Dr. Timothy Davern: The goal is to develop novel and effective methods to express transgenes in the liver, both to better understand important biological processes (e.g., hepatic fibrosis and regeneration) in animal models and ultimately to prevent or treat human liver disease Immunomodulation to prolong adenoviral vector mediated gene expression: The duration of adenoviral vector-mediated gene expression in vivo is severely limited by the cellular immune response against vector-transduced cells. The working hypothesis is that specific cell surface interactions between T cells and antigen presenting cells are crucial in developing the destructive immune response directed against cells transduced with adenoviral vectors. They are testing this hypothesis by precisely interrupting these crucial interactions using a recombinant rabbit fusion protein, rCTLA4Ig, that they have previously cloned and characterized. They have demonstrated in preliminary experiments that this protein does in fact prolong Ad vector gene expression in vivo and are now undertaking studies in a well-characterized (Watanabe Heritable Hyperlipidemic) rabbit model of hepatic gene delivery. If successful, this work will have a wide range of clinical and research applications. Adenoviral vector gene delivery to non-parenchmal cells of the liver: Although it has been widely assumed that the hepatocyte is the primary type of liver cell transduced by Ad vectors, Dr. Davern's group has recently demonstrated that Ad vectors also efficiently transduce liver nonparencyhmal cells of rat liver. In particular, hepatic stellate cells, the main source of abnormal collagen matrix in liver disease, appear to be transduced with high efficiency. They plan to build on this finding by testing whether transduction of hepatic stellate cells with an adenovirus expressing a dominant negative (truncated) transforming growth factor beta receptor type 2 (TGF-b RII) prevents fibrogenesis following repetitive CCl4 dosing. They have constructed and characterized an Ad vector expressing a truncated TGF-b RII and are poised to begin experiments aimed at deciphering the in vivo role of TGF-b in hepatic fibrosis, regeneration, and carcinogenesis.

Hepatic Lipid Metabolism

Dr. Richard A. Weisiger: Cellular metabolism depends critically on the intracellular transport of amphipathic molecules, including important molecules involved in energy metabolism (e.g., long chain fatty acids), signal transduction (thyroid and steroid hormones) and intermediary metabolism (bile acids, heme, cholesterol and retinoids). Dr. Weisiger has shown that a cytosolic protein known as fatty acid binding protein (FABP) acts as a true carrier to catalyze transport of these molecules through cytoplasm of liver (L-FABP), heart (H-FABP) and intestine (I-FABP). These mobile carriers may regulate the clearance and metabolism of fatty acids in their respective tissues. Preliminary data indicate that L-FABP is essential for hepatic fatty acid metabolism, and that the rate of hepatic fatty acid utilization increases linearly with rising cytosolic L-FABP concentrations. Current studies focus on measurement of fatty acid gradients within cultured liver cells to determine if intracellular transport mediated by FABP regulates fatty acid metabolism in the liver. The overall goal is to define the fundamental mechanisms that regulate fatty acid metabolism in human cells, a necessary step to understanding how failure of these mechanisms contribute to human disease states to which dysfunction of FABP has been linked, including diabetes, obesity, fatty liver, and blood lipid abnormalities.
---------------
The task: Name every human disease state that the liver research text links to dysfunction of FABP.

Recorded information:
---------------
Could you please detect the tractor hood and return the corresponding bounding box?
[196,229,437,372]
---------------
Completed task: Diabetes, obesity, fatty liver, and blood lipid abnormalities.